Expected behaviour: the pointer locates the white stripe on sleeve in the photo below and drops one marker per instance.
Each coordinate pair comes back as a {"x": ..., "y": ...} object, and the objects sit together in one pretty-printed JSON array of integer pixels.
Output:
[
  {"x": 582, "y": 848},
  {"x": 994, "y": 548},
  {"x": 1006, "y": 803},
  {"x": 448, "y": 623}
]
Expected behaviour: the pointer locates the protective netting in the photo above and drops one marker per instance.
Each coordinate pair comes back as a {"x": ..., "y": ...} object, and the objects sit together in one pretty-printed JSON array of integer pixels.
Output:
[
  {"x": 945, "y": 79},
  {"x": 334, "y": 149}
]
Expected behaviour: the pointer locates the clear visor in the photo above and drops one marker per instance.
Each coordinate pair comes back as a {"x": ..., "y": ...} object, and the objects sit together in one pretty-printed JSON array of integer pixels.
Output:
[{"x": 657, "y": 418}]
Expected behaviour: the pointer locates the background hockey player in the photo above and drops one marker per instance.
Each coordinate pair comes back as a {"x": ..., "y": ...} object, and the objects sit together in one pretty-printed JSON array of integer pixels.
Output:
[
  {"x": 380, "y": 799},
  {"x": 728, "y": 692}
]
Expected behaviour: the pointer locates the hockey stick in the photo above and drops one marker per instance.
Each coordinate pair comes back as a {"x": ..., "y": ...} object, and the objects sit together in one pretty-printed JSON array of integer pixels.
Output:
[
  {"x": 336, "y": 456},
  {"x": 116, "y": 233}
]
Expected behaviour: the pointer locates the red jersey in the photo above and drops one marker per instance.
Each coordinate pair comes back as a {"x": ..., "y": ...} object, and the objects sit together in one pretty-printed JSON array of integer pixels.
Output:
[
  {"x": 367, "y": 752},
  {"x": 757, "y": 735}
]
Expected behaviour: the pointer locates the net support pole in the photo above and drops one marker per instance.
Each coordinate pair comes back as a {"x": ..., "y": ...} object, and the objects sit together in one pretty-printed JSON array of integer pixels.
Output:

•••••

# To do:
Rewrite the material from the line containing "Expected behaviour: the pointer locates the net" through its last line, putting "frame post" where "support pole" stands and leaving everything else unchanged.

# Solution for this task:
Expected behaviour: the pointer locates the net frame post in the photo above and drops one marker per instance.
Each coordinate pair comes back as a {"x": ..., "y": ...} object, and the objects sit together in one pretty-printed JSON array of integer pixels.
Output:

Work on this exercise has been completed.